• The exercise
Copy out the rows from the line that contains "Point out every instance of the red curly" through the line that contains "x=114, y=44", leaving the requests and their sample points unchanged but scaling every answer coordinate by 0.25 and rounding to whole numbers, with halves rounded up. Leave the pictures out.

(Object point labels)

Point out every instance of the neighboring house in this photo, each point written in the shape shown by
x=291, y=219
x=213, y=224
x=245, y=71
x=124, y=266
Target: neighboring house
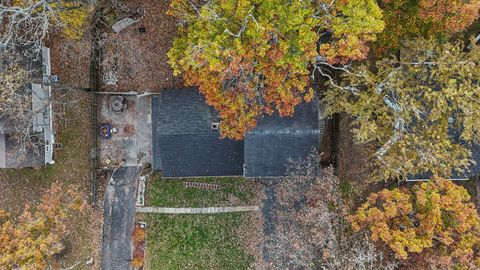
x=187, y=143
x=42, y=125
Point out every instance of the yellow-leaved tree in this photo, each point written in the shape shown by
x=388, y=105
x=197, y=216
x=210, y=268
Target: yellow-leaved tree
x=32, y=239
x=435, y=217
x=421, y=110
x=254, y=57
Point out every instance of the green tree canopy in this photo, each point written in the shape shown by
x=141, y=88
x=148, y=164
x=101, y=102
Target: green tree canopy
x=414, y=107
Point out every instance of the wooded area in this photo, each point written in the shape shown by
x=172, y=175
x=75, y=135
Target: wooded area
x=405, y=73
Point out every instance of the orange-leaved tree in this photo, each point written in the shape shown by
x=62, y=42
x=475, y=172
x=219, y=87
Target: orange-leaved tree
x=250, y=57
x=32, y=239
x=435, y=216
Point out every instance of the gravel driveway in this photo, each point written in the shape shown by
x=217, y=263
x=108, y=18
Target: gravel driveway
x=119, y=214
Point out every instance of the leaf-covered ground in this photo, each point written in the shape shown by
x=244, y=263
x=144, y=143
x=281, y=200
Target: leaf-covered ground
x=24, y=186
x=138, y=59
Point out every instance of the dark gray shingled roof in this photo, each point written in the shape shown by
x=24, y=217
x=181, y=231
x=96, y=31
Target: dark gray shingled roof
x=184, y=143
x=276, y=140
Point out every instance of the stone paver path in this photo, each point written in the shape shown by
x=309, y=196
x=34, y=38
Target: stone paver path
x=206, y=210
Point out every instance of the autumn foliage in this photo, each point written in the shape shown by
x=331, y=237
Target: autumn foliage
x=251, y=57
x=421, y=110
x=32, y=239
x=406, y=19
x=435, y=216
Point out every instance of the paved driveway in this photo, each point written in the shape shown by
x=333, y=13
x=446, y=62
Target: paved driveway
x=119, y=214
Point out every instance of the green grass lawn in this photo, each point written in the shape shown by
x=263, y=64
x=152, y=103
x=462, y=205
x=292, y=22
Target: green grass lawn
x=177, y=242
x=195, y=242
x=234, y=191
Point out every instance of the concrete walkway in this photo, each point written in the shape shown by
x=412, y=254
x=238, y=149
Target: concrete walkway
x=206, y=210
x=119, y=214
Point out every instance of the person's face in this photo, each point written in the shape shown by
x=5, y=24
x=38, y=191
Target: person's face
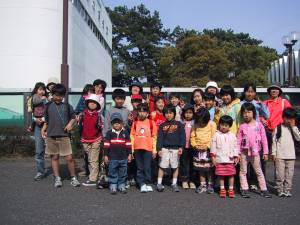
x=143, y=115
x=209, y=103
x=98, y=89
x=155, y=91
x=92, y=105
x=274, y=93
x=40, y=91
x=226, y=99
x=212, y=90
x=135, y=104
x=160, y=104
x=57, y=98
x=197, y=98
x=174, y=101
x=188, y=114
x=117, y=125
x=169, y=116
x=119, y=101
x=135, y=90
x=224, y=128
x=248, y=116
x=250, y=94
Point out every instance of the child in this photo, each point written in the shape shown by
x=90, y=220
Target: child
x=209, y=101
x=100, y=86
x=155, y=91
x=59, y=119
x=231, y=106
x=202, y=133
x=224, y=154
x=283, y=151
x=251, y=136
x=118, y=97
x=38, y=111
x=186, y=157
x=197, y=99
x=143, y=136
x=117, y=152
x=91, y=124
x=158, y=115
x=170, y=143
x=174, y=100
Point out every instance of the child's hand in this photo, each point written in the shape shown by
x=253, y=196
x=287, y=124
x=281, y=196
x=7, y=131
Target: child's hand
x=154, y=155
x=129, y=158
x=180, y=151
x=69, y=127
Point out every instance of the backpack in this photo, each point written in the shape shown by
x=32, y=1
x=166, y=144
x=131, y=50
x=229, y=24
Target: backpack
x=150, y=123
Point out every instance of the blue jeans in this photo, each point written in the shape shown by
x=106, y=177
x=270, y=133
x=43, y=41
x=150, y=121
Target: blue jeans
x=117, y=173
x=39, y=149
x=143, y=161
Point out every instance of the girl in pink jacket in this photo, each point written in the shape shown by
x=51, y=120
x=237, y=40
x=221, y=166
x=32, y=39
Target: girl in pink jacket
x=251, y=139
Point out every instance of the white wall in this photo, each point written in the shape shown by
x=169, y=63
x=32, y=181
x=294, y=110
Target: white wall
x=87, y=58
x=30, y=42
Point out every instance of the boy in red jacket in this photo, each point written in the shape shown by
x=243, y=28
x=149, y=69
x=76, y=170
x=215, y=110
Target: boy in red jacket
x=91, y=126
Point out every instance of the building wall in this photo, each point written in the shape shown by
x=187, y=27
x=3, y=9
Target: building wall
x=30, y=43
x=89, y=45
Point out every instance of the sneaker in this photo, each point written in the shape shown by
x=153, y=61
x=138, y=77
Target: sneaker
x=144, y=188
x=185, y=185
x=192, y=185
x=245, y=194
x=231, y=193
x=210, y=189
x=149, y=188
x=89, y=183
x=38, y=176
x=201, y=189
x=175, y=188
x=123, y=190
x=222, y=193
x=75, y=182
x=288, y=194
x=113, y=190
x=57, y=182
x=265, y=194
x=160, y=187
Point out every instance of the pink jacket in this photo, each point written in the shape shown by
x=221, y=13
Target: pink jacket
x=252, y=138
x=276, y=108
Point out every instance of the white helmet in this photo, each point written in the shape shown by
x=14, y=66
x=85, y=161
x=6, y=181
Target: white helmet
x=94, y=98
x=212, y=84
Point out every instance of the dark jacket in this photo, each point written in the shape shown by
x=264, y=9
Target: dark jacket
x=171, y=134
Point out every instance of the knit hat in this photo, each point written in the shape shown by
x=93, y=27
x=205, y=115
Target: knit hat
x=116, y=116
x=275, y=85
x=93, y=98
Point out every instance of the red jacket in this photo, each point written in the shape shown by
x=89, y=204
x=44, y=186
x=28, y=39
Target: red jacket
x=276, y=108
x=91, y=130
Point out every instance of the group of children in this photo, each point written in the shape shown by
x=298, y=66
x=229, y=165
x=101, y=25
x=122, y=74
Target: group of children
x=206, y=143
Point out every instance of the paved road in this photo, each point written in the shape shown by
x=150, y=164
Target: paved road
x=23, y=201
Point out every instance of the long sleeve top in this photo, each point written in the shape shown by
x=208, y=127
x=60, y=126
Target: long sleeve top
x=284, y=148
x=224, y=147
x=252, y=138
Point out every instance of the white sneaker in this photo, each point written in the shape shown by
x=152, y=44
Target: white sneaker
x=149, y=188
x=144, y=189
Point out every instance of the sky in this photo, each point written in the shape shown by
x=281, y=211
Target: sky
x=266, y=20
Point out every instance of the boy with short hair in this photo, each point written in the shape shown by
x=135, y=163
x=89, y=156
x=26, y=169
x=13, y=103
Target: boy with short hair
x=59, y=120
x=283, y=151
x=170, y=143
x=117, y=152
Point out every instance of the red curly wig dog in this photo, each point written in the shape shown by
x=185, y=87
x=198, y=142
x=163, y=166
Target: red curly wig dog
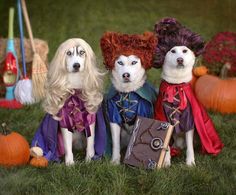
x=114, y=44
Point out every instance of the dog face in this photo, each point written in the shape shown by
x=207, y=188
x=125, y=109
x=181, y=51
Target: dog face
x=178, y=65
x=180, y=57
x=75, y=59
x=128, y=69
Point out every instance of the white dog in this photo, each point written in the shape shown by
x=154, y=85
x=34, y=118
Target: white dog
x=128, y=75
x=74, y=69
x=127, y=57
x=176, y=53
x=177, y=68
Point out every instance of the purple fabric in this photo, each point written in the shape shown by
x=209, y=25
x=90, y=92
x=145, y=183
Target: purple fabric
x=181, y=119
x=74, y=115
x=48, y=137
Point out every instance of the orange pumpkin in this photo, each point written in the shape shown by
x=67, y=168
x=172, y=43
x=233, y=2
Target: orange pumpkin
x=39, y=162
x=217, y=94
x=14, y=149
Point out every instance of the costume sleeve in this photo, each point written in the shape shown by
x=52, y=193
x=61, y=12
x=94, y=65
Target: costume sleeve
x=113, y=112
x=145, y=109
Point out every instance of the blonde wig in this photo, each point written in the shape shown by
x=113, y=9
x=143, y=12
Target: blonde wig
x=57, y=90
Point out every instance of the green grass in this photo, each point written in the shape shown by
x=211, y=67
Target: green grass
x=56, y=21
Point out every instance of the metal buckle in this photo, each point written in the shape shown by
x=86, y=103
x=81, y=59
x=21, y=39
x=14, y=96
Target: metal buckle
x=164, y=125
x=151, y=164
x=156, y=143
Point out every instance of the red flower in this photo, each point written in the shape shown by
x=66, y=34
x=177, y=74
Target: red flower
x=220, y=50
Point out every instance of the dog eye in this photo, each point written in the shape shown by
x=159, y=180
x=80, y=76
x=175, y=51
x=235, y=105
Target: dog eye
x=120, y=63
x=81, y=52
x=68, y=53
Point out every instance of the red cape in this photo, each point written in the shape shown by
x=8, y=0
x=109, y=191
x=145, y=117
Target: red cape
x=210, y=140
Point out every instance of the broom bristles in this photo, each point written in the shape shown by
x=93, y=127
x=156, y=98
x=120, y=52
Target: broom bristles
x=23, y=91
x=39, y=76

• Solution for this problem
Point out every instance of the red curly wig dog in this photo, each point written in the shape shown by
x=185, y=87
x=198, y=142
x=163, y=166
Target: red curly wig dog
x=29, y=11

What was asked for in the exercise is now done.